A verbatim copy of every entry is required. Produce it now.

• _RECORDS TO USE_:
################
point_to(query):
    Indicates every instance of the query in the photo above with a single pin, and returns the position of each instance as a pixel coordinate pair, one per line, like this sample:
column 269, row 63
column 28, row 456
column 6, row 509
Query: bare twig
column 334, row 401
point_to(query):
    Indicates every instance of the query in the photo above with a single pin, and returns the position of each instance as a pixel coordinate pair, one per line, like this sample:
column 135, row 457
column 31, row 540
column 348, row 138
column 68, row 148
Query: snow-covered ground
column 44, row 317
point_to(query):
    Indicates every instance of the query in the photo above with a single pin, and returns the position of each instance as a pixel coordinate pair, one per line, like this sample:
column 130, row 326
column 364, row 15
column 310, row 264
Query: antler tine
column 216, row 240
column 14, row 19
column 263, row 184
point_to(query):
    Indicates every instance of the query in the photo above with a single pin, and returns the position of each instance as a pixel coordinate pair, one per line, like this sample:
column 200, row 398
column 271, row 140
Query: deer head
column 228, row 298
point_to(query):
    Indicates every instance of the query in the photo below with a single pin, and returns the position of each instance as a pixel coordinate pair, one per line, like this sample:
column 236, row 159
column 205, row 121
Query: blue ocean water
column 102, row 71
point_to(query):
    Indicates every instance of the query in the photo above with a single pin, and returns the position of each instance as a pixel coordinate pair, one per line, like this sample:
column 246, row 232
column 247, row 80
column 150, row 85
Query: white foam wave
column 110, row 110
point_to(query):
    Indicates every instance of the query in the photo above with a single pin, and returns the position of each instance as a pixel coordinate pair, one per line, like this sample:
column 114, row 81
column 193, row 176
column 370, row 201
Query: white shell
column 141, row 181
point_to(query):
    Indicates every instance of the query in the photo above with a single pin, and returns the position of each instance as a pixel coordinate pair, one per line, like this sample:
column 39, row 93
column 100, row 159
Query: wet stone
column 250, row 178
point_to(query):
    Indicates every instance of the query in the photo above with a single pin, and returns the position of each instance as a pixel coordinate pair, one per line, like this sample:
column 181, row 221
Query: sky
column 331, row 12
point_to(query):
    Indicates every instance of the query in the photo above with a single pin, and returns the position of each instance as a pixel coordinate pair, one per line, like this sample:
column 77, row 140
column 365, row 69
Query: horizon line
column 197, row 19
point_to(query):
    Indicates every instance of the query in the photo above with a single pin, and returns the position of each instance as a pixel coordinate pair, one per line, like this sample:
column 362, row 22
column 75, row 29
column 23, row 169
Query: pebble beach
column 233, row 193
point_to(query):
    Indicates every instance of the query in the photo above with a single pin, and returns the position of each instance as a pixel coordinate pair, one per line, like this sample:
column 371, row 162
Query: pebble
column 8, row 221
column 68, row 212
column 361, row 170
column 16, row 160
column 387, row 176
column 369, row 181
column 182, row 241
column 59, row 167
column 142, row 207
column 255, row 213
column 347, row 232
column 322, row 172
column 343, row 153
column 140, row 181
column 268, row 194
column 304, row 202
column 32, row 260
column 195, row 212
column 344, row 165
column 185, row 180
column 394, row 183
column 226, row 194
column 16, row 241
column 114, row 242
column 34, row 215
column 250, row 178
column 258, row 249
################
• _OUTPUT OF THE EXERCISE_:
point_to(query):
    Indicates every instance of the query in the photo above with a single pin, and returns the position of each instance as a pixel coordinate pair, one per line, like this sample:
column 269, row 63
column 28, row 456
column 6, row 509
Query: bare twig
column 334, row 401
point_to(query):
    Indicates every instance of the query in the photo above with a single pin, and returns the position of each instance as a pixel coordinate pair, one per line, like this sample:
column 135, row 457
column 31, row 540
column 348, row 138
column 68, row 148
Query: snow-covered ground
column 44, row 317
point_to(query):
    Indicates every instance of the query in the photo above with a single pin, and returns the position of each instance as a pixel coordinate pair, one per line, like this sample:
column 130, row 326
column 364, row 15
column 310, row 264
Query: antler tine
column 216, row 240
column 14, row 19
column 263, row 184
point_to(query):
    Indicates every instance of the query in the photo above with a single pin, and returns the position of each instance as a pixel coordinate pair, one per line, like this sample:
column 200, row 398
column 271, row 140
Query: deer head
column 228, row 298
point_to(query):
    Indicates every instance of the query in the photo below with a single pin, and returns the position of each instance as a pixel coordinate pair, one per line, like this sample:
column 236, row 159
column 205, row 121
Query: blue ocean water
column 102, row 71
point_to(query):
    Indicates every instance of the query in the photo above with a single pin, and returns the position of each instance as a pixel coordinate pair, one per line, like this sample:
column 246, row 232
column 247, row 80
column 150, row 85
Query: white foam wave
column 110, row 110
point_to(query):
    Indicates every instance of the query in the photo above with a single pin, and returns the position of each instance as a pixel coordinate pair, one per line, like this sample:
column 114, row 81
column 193, row 176
column 370, row 201
Query: white shell
column 141, row 181
point_to(query):
    Indicates every instance of the query in the photo above with a single pin, and returns the position of each instance as a pixel coordinate pair, one per line, like this sample:
column 39, row 93
column 100, row 159
Query: wet stone
column 250, row 178
point_to(query):
    Indicates every instance of the query in the photo above with a single pin, and returns the position of each instance as a pixel coordinate pair, one per line, like this sample:
column 181, row 221
Query: sky
column 331, row 12
point_to(query):
    Indicates every instance of the query in the photo above with a single pin, and returns the position of each instance as a pixel coordinate pair, one per line, like this sample:
column 77, row 140
column 365, row 69
Query: horizon line
column 197, row 19
point_to(query):
    Indicates every instance of the query in the photo above with a single pin, and returns the position of each instance as a pixel coordinate pair, one per line, like this sample:
column 362, row 22
column 75, row 29
column 23, row 169
Query: pebble beach
column 233, row 193
point_to(query):
    Indicates every instance of the query in the photo above with a single pin, and returns the position of each instance as a pixel coordinate pair, one per line, like this sample:
column 371, row 162
Query: pebble
column 8, row 221
column 68, row 212
column 361, row 170
column 16, row 160
column 387, row 176
column 369, row 181
column 182, row 241
column 59, row 167
column 142, row 207
column 255, row 213
column 347, row 232
column 322, row 172
column 343, row 153
column 140, row 181
column 268, row 194
column 304, row 202
column 32, row 260
column 195, row 212
column 344, row 165
column 185, row 180
column 394, row 183
column 226, row 194
column 16, row 241
column 114, row 242
column 34, row 215
column 250, row 178
column 258, row 249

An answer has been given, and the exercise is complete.